▶ What is asked: Print each of the rows below word for word, with no changes.

Source rows
START

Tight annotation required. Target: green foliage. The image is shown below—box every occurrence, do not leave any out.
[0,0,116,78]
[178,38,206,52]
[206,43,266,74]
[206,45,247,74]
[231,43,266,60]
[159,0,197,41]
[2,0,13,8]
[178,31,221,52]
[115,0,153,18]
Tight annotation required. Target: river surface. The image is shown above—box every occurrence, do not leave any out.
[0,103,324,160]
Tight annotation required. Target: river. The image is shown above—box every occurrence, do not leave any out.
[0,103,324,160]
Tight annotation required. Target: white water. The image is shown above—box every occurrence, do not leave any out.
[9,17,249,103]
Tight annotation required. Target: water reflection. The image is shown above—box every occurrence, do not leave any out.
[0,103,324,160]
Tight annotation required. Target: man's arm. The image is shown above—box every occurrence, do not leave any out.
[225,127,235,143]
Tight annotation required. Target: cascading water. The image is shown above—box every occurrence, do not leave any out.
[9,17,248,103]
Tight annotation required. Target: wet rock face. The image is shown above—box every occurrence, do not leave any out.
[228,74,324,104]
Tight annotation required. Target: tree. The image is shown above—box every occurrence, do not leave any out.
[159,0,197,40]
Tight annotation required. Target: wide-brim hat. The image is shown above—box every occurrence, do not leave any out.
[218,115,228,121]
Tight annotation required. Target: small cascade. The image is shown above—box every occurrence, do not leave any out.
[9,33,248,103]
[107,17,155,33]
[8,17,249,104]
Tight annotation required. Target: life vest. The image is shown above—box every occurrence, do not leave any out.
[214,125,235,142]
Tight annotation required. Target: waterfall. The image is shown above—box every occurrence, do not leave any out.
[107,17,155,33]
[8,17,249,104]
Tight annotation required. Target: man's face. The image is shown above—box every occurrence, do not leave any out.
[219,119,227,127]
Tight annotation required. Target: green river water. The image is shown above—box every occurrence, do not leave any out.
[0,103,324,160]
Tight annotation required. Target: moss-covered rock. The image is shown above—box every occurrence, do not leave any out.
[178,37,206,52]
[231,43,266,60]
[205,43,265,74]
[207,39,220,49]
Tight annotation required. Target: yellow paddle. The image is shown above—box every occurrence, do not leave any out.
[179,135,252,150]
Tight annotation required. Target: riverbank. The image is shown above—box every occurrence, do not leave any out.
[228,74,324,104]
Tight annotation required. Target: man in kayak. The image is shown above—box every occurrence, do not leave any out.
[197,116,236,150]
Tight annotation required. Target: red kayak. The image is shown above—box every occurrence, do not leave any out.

END

▶ Response for this exercise:
Tight annotation required. Target: green foliage. The image is shown below—box every occurrence, do not leave any out.
[0,0,116,78]
[178,38,206,52]
[206,43,266,74]
[206,45,247,74]
[231,43,266,60]
[159,0,197,41]
[2,0,13,8]
[178,31,221,52]
[115,0,153,18]
Tight annotation required. Target: river surface. The image is shown above—box every occurrence, do not leave any out.
[0,103,324,160]
Tight annotation required. Target: river. The image is shown above—box every occurrence, do not leave any out.
[0,103,324,160]
Tight annotation required. Target: white water. The image is shown above—box every occurrence, do not leave any out.
[9,17,249,103]
Tight annotation required. Target: water reflection. The image is shown above—box every occurrence, do not leave any out.
[0,103,324,160]
Tight annotation required. Target: man's arm. The image is shown above—box every occurrence, do not leave any out.
[225,127,235,143]
Tight annotation required. Target: cascading water. The image is shown above—box every occurrence, do not leave any out.
[9,17,248,103]
Tight annotation required. Target: wet rock face. The image is shown above—box every occurrence, do not leave any out.
[228,74,324,104]
Tight annotation required. Target: tree. The image is shown above—box every occurrence, do not leave any out.
[159,0,197,40]
Tight annotation required. Target: wide-brim hat. The image is shown above—box every occurrence, do not leave any out.
[218,115,228,121]
Tight annotation required. Target: small cascade. The image is shown above—box every occurrence, do not leave any out.
[9,33,248,103]
[107,17,155,33]
[8,17,249,104]
Tight annotation required. Target: life vest. The image is shown above—box every occurrence, do not leave any out.
[214,125,235,142]
Tight annotation required. Target: waterfall. The image is shown above—box every occurrence, do not leave any out.
[107,17,155,33]
[8,17,249,104]
Tight annotation required. Target: man's face. The image is shown above—box every occurrence, do not leave any out.
[219,119,227,127]
Tight annotation required. Target: green river water. The image is shown above—box every occurrence, do not leave any out.
[0,103,324,160]
Tight annotation required. Target: moss-covered rock. The image is shown above—box every occurrence, do not leave any out.
[178,37,206,52]
[231,43,266,60]
[205,43,265,74]
[207,39,220,49]
Tight annotation required. Target: yellow paddle. The image is shown above—box every occurrence, do not leave any out.
[179,135,252,150]
Tight annotation required. Target: riverbank. The image is shown above—box every occurrence, do not leave any out.
[228,74,324,104]
Tight annotation required. Target: man in kayak. The image is shown above—box every occurrence, do not leave any out.
[197,116,236,150]
Tight annotation required. Target: red kayak. The image is shown above—box every occurrence, do not leave any out.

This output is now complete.